**Objectives:**
- 1) Return every line of the rows under "Extracted data entries" word for word, omitting the pictures.
- 2) Resume the article on the Galaxy Nexus and Droid RAZR comparison video, starting after its last sentence.

**Extracted text:**
_ _ _ _ _ _ _

Galaxy Nexus, Droid RAZR two-part comparison video

Over in the USA they are still waiting the arrival of the first Android Ice Cream Sandwich packing Samsung Galaxy Nexus, and if you are growing weary perhaps you are contemplating picking up the Motorola Droid RAZR rather than continuing to wait for the Galaxy Nexus, but can’t make up your mind, well perhaps a comparison video between the two will help you make that important decision.

Thus we have a Samsung Galaxy Nexus verses the Motorola Droid RAZR comparison fight video for your viewing consideration below that comes our way courtesy of Aaron Baker over at Phone Dog and comprises of two videos, when combined they deliver a nice twenty-four minutes of checking out both Android smartphones.

The comparison pits the GSM version of the Galaxy Nexus against the Droid RAZR as the Verizon 4G LTE model still isn’t available but there is some compassion to be had as both devices sport a 1.2GHz TI OMAP dual core processor and large touch screen, the Galaxy Nexus having a 4.65-inch Super AMOLED HD 720p display with PenTile tech and the Droid RAZR having a 4.3-inch Super AMOLED Advanced display with PenTile tech.

_ _ _ _ _ _ _

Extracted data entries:
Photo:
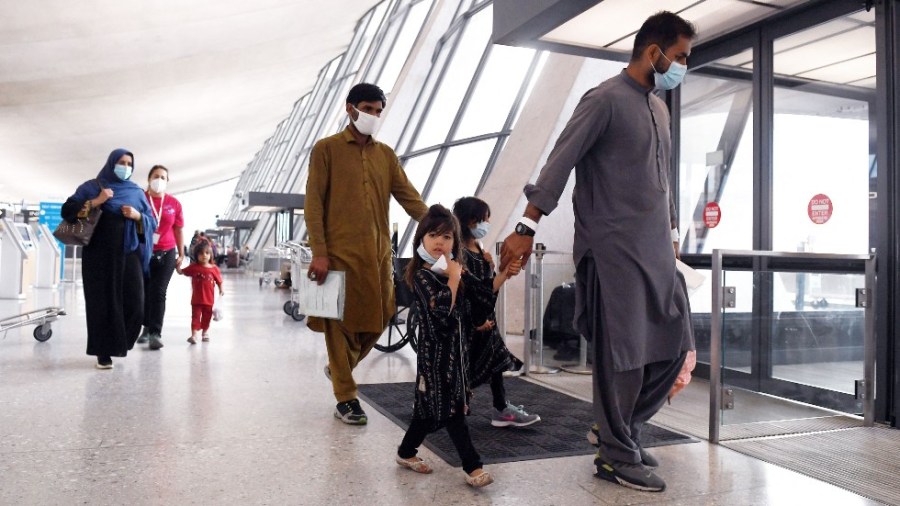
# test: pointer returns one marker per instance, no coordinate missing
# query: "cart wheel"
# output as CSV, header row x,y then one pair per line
x,y
43,332
395,336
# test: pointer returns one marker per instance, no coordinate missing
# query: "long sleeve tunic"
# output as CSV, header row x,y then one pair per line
x,y
346,210
441,374
619,143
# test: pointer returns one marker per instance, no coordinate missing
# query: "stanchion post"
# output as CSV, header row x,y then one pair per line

_ _ _ _ _ _ _

**The answers:**
- 1)
Photo:
# test: pointer returns one marker per instance, no coordinate missing
# query: "cart wheel"
# output as CSV, header row x,y then one pair per line
x,y
43,332
395,336
# test: pointer returns one marker per instance, no coordinate missing
# query: "long sleeve tunic"
# output as CSV, header row x,y then one pair per line
x,y
346,210
441,374
619,143
# test: pointer returns one marker per instance, no coordinate missing
# query: "stanchion post"
# output as CSV, header row x,y then one pair per line

- 2)
Camera wise the Samsung Galaxy Nexus falls behind the RAZR slightly by sporting a 5 megapixel rear facing camera with 1080p video, as to the Droid RAZR having an 8 megapixel rear facing camera with 1080p video. Whereas the Galaxy Nexus wins when it comes to operating system sporting Android 4.0 while the Droid RAZR packs Android 2.3.5 Gingerbread.

But which device can come out on top? Well I wont spoil your viewing enjoyment but rather just let you head on down to hit that play button and check out this two-part video comparison fight for yourself…enjoy.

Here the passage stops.